◆ STATED TASK: Render the listing below as a JSON list of strings, one string per line with blank lines omitted. Begin at the line that contains "Mark every instance of the curb" and stop after the final line of the listing.

◆ LISTED ENTRIES:

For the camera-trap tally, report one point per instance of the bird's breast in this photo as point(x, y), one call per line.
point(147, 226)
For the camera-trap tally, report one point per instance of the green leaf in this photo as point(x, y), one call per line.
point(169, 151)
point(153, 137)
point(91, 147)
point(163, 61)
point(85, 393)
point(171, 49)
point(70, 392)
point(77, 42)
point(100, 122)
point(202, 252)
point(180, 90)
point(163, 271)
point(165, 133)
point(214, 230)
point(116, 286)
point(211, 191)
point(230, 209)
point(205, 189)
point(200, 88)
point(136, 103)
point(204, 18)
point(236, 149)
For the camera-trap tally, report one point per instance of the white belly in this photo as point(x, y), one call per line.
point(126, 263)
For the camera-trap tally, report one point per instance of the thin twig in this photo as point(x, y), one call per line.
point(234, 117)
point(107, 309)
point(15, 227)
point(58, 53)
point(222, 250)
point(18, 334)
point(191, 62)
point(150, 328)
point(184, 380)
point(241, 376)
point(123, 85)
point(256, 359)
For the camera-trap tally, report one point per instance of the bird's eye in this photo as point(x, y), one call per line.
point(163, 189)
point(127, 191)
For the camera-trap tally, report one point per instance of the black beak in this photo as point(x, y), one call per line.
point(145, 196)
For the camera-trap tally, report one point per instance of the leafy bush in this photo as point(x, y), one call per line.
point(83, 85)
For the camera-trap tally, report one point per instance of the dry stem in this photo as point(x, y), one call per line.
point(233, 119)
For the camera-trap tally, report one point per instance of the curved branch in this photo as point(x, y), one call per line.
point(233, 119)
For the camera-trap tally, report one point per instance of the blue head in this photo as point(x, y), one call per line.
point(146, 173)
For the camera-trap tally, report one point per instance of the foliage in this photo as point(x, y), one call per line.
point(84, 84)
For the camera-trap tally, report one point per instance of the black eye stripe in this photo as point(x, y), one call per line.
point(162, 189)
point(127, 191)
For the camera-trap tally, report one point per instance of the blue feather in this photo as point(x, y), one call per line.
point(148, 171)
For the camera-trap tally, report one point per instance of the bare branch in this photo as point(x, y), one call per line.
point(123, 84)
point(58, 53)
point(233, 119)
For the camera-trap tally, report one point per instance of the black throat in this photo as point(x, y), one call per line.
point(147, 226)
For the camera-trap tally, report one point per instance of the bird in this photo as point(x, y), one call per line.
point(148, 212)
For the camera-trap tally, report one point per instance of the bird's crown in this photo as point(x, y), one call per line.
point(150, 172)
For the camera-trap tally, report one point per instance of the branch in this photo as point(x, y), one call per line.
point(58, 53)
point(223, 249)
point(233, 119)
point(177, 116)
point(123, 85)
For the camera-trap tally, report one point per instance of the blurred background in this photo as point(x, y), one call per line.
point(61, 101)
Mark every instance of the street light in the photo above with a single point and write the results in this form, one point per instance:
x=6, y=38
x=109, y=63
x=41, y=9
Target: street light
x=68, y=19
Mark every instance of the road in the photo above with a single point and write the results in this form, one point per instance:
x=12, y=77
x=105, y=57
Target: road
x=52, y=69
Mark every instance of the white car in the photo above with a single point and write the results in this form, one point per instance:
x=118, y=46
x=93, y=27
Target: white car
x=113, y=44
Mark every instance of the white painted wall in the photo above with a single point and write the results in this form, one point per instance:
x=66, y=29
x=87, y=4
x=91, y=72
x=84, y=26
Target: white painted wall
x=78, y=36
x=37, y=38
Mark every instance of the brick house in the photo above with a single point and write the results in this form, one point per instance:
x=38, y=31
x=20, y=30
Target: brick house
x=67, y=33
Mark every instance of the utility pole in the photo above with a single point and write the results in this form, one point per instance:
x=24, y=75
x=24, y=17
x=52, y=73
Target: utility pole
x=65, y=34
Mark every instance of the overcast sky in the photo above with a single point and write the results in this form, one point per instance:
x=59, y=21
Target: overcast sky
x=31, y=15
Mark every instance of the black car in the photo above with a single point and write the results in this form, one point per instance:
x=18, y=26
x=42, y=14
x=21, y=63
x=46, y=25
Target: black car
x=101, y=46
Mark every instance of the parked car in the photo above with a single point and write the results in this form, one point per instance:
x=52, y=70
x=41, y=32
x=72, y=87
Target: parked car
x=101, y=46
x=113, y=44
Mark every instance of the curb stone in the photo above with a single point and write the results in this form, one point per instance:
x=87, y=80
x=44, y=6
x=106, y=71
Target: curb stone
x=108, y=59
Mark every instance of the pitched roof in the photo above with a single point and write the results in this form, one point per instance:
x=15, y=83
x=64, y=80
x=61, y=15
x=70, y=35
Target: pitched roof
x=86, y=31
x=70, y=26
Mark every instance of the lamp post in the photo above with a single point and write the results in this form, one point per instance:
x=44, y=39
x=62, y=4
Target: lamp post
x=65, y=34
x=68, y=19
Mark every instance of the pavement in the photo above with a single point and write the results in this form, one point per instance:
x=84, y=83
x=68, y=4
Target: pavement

◆ TASK ANSWER:
[
  "Mark every instance of the curb stone in the photo above with a single point and write the results in this form, one point per instance:",
  "x=87, y=80",
  "x=44, y=6",
  "x=106, y=71",
  "Target: curb stone",
  "x=108, y=59",
  "Mark every instance of the pitched roof in the photo above with a single point and write the results in this form, one point per instance:",
  "x=15, y=83",
  "x=64, y=80",
  "x=61, y=15",
  "x=70, y=35",
  "Target: pitched roof",
  "x=86, y=31",
  "x=70, y=26",
  "Mark every instance of the lamp post in the photo above with a single point and write the results in this form, one point per instance:",
  "x=44, y=39",
  "x=62, y=4",
  "Target: lamp post",
  "x=65, y=34",
  "x=68, y=19",
  "Mark every instance of the pavement in the photo above with a single point and write the results in this form, one point per instance:",
  "x=84, y=83",
  "x=68, y=4",
  "Target: pavement"
]